## Brano di partenza
▬▬▬
VERONA – La pandemia condiziona il commercio mondiale di vino, ma anche qui l’impatto varia a seconda dei casi. Per l’Italia, che nel 2020 chiuderà il proprio export con un -4,6% a valore (6,1 miliardi di euro) sull’anno precedente, gli effetti saranno complessivamente più leggeri rispetto al trend globale (-10,5%) e ancora di più sul principale player del settore, la Francia, costretta a rinunciare al 17,9% delle proprie esportazioni. Un quadro confortante se si considera l’aumento delle quote di mercato guadagnate dal vigneto Italia; allarmante se si considera l’asimmetria di un dato generale che cela forti ribassi in diverse fasce, a partire dalle piccole imprese ad alto tasso qualitativo.
E’ il flash dell’analisi a cura dell’Osservatorio Vinitaly-Nomisma Wine Monitor ‘Focus mercati – consumi e previsioni import 2020’ presentata oggi al wine2wine di Veronafiere, nel corso dell’evento di confronto della filiera con i vertici delle associazioni di rappresentanza e l’Ice.In termini assoluti, la contrazione del valore delle importazioni mondiali di vino stimata (su base doganale) sarà di oltre 3 miliardi di euro rispetto al 2019, soprattutto per effetto delle mancate vendite per oltre 1,7 miliardi di euro del suo market leader, la Francia. Il forecast sull’Italia si ferma invece a -300 milioni di euro, complice anche il boom (+15%) delle esportazioni nel primo bimestre dell’anno, che ha attenuato il passivo. Per il direttore generale di Veronafiere, Giovanni Mantovani: «Il dato generale sulle stime previsionali dimostra come l’Italia sia stata in grado di opporre anticorpi efficaci alla crisi.
Il rapporto qualità-prezzo, una più variegata diversificazione dei canali di vendita e lo scampato pericolo dei dazi aggiuntivi negli Stati Uniti hanno consentito di ridurre le perdite all’estero, ma il rovescio della medaglia è fatto di tante piccole e medie aziende del vino che, al contrario delle altre, hanno perso i propri riferimenti commerciali – in particolare dell’horeca – e stanno pagando uno scotto molto più rilevante della media. E’ questo segmento, decisivo per il nostro made in Italy, che occorrerà salvaguardare sin da subito». Per il responsabile dell’Osservatorio Vinitaly-Nomisma Wine Monitor, Denis Pantini: «Uno dei principali rischi che derivano dalla riduzione delle importazioni nei top mercati di sbocco, unito alla diminuzione della domanda sul mercato nazionale, è quello di un decremento dei prezzi di vendita dei nostri vini che vanificherebbe tutti gli sforzi messi in campo in questi anni per un miglior posizionamento di prezzo delle nostre produzioni, con effetti a catena su tutte le imprese e denominazioni».
▬▬▬
## Voci estratte
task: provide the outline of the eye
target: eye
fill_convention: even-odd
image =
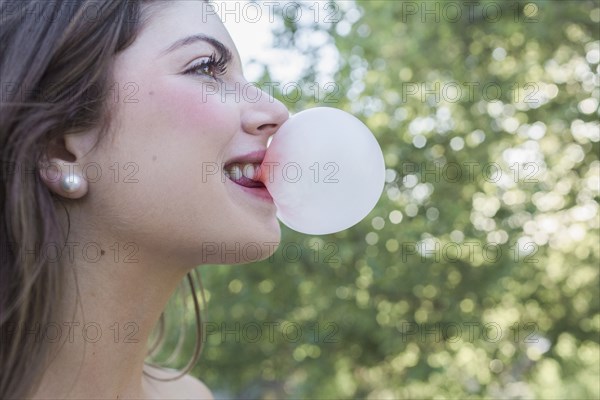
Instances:
[[[196,61],[190,68],[188,68],[185,74],[195,74],[209,76],[213,79],[217,79],[227,72],[227,60],[224,57],[217,59],[216,54],[212,54],[210,57],[203,57]]]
▬▬▬
## Domande di studio
**1)** Estrai dal brano sull'export del vino il tratto che va da "VERONA – La" fino a "alto tasso qualitativo.".
**2)** Rispondi in base al brano sull'export del vino:
(a) Con quale variazione a valore chiuderà l'export italiano di vino nel 2020?
(b) Di quanto sono cresciute le esportazioni italiane nel primo bimestre dell'anno?
(c) Chi è il responsabile dell'Osservatorio Vinitaly-Nomisma Wine Monitor?
**3)** Elenca tutte le percentuali riportate nel brano sull'export del vino, nell'ordine in cui compaiono.

## Risposte alle consegne
**1)**
VERONA – La pandemia condiziona il commercio mondiale di vino, ma anche qui l’impatto varia a seconda dei casi. Per l’Italia, che nel 2020 chiuderà il proprio export con un -4,6% a valore (6,1 miliardi di euro) sull’anno precedente, gli effetti saranno complessivamente più leggeri rispetto al trend globale (-10,5%) e ancora di più sul principale player del settore, la Francia, costretta a rinunciare al 17,9% delle proprie esportazioni. Un quadro confortante se si considera l’aumento delle quote di mercato guadagnate dal vigneto Italia; allarmante se si considera l’asimmetria di un dato generale che cela forti ribassi in diverse fasce, a partire dalle piccole imprese ad alto tasso qualitativo.

**2)**
(a) -4,6% a valore (6,1 miliardi di euro) rispetto all'anno precedente.
(b) Del 15%.
(c) Denis Pantini.

**3)**
-4,6%
-10,5%
17,9%
+15%